>>>>

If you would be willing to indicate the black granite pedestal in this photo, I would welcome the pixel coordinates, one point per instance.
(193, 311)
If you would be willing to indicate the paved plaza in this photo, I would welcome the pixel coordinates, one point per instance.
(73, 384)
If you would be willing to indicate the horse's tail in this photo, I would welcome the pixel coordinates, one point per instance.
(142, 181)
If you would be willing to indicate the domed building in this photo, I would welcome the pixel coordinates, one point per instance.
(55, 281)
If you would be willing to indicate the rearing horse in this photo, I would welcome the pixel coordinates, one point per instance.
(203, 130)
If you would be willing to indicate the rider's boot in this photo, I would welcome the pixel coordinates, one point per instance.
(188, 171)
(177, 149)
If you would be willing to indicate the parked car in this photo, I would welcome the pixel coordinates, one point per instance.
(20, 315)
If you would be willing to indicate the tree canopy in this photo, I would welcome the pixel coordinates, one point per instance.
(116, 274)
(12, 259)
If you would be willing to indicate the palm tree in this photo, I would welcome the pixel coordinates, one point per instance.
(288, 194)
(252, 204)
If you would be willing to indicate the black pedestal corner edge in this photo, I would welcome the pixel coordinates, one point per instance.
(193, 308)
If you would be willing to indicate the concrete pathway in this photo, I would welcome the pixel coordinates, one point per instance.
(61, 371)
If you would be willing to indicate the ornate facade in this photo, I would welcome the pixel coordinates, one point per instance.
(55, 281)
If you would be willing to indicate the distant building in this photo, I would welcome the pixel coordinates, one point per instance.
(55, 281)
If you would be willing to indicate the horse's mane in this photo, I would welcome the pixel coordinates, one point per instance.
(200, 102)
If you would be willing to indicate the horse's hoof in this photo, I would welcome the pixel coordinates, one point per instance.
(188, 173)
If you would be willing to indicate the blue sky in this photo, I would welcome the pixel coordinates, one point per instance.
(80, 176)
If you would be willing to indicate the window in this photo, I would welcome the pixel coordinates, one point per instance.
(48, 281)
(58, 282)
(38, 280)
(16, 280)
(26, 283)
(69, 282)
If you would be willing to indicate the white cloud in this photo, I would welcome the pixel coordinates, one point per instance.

<<<<

→ Stated exercise
Repeat every one of the items above word for word, with no changes.

→ Result of this task
If you would be willing to indicate the black granite pedestal in this photo, I would welcome the pixel coordinates, one point per instance.
(193, 311)
If you would be willing to indicate the paved plaza in this photo, I would welcome the pixel coordinates, one point per instance.
(73, 384)
If you would be willing to indicate the horse's tail in this photo, I would welcome the pixel coordinates, one point per instance.
(142, 181)
If you would be willing to indicate the domed building in this photo, I would welcome the pixel coordinates, one point per instance.
(55, 281)
If you would be willing to indicate the rearing horse in this photo, I would welcome the pixel coordinates, one point per instance.
(203, 130)
If you would be willing to indicate the rider's boot in this photo, I would welcome the pixel coordinates, one point per instance.
(188, 171)
(177, 149)
If you would be willing to indicate the parked car in this photo, I would welcome the pixel coordinates, one point per instance.
(20, 315)
If you would be willing to indicate the tree canopy in this photo, I would welcome the pixel coordinates, one point per instance.
(116, 274)
(12, 259)
If you would be willing to indicate the palm tree in this photo, I would welcome the pixel coordinates, one point per instance.
(288, 194)
(252, 204)
If you would be willing to indicate the black pedestal corner edge in this photo, I would welcome the pixel coordinates, one point per instance.
(193, 308)
If you would be willing to indicate the concrete pathway in this photo, I would welcome the pixel coordinates, one point per instance.
(61, 371)
If you would be willing to indicate the ornate facade in this photo, I would welcome the pixel coordinates, one point per instance.
(55, 281)
If you would be willing to indicate the distant building in this photo, I would welcome the pixel coordinates, one point per instance.
(55, 281)
If you would be willing to indicate the horse's mane in this photo, I would welcome the pixel coordinates, one point per instance.
(200, 102)
If you would be willing to indicate the horse's hoof in this photo, I would welcome the pixel coordinates, one point per instance.
(188, 173)
If you would be willing to indicate the blue sky in this photo, I would welcome the pixel coordinates, one point per instance.
(80, 176)
If you would be willing to indicate the window in this photo, I would welcome the pixel coordinates, one point per instance.
(48, 281)
(58, 282)
(38, 280)
(16, 280)
(26, 283)
(69, 282)
If you would be willing to indicate the white cloud in this photo, I would welcome the pixel coordinates, one point per instance.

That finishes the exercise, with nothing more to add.